(Items from a data source)
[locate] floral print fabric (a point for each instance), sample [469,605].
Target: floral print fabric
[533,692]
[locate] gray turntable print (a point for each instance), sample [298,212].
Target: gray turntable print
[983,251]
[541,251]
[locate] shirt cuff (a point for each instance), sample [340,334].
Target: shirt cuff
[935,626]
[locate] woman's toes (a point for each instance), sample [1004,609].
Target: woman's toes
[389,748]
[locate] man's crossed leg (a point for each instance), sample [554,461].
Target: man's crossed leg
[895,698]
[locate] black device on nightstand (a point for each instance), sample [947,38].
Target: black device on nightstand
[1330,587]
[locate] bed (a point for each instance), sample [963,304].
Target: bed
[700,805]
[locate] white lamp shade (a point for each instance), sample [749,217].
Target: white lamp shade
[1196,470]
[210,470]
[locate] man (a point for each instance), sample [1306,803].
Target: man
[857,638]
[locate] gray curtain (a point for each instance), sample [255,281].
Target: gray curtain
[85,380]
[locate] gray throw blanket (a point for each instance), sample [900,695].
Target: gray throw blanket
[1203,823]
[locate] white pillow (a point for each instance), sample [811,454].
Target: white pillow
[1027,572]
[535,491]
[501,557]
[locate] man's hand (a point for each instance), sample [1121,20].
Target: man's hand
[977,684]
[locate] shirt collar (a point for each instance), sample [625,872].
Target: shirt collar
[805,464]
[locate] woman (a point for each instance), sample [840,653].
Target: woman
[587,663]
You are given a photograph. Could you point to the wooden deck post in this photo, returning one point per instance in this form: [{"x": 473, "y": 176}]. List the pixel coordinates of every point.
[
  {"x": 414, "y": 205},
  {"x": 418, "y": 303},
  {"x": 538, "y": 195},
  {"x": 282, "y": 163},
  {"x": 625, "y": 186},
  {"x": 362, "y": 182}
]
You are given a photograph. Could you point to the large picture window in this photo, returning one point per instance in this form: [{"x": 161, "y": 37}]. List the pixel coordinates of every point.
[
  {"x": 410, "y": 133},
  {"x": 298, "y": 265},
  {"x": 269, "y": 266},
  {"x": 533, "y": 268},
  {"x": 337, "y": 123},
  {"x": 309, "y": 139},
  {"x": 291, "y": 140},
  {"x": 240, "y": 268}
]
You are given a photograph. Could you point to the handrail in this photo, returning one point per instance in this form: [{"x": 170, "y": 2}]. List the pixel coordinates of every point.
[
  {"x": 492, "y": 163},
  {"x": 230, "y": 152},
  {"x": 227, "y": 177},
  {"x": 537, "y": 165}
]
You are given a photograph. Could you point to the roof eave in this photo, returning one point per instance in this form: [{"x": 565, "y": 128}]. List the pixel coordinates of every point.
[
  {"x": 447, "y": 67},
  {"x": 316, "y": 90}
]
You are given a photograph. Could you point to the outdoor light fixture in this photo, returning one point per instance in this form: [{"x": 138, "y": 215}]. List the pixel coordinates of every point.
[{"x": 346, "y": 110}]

### Work instruction
Output only a verbatim copy of the lines spanning from the line that contains "You are given a photograph. Could you point to the handrail" to the end of the records above.

### Answer section
You are given a photograph. Could you point to the handrail in this photo, returning one point per instance in this form: [{"x": 170, "y": 2}]. List the pixel coordinates of every point.
[
  {"x": 492, "y": 163},
  {"x": 230, "y": 152},
  {"x": 227, "y": 177},
  {"x": 537, "y": 165}
]
You are given a photograph. Could you point to the roof eave in this photo, returning one point per instance in this form: [{"x": 565, "y": 128}]. List the pixel coordinates of every point.
[
  {"x": 447, "y": 67},
  {"x": 316, "y": 90}
]
You are given a photograph. Could you point to the outdoor light fixture in this photo, returning one point per instance in this form: [{"x": 138, "y": 215}]. List the pixel coordinates of every point.
[{"x": 346, "y": 110}]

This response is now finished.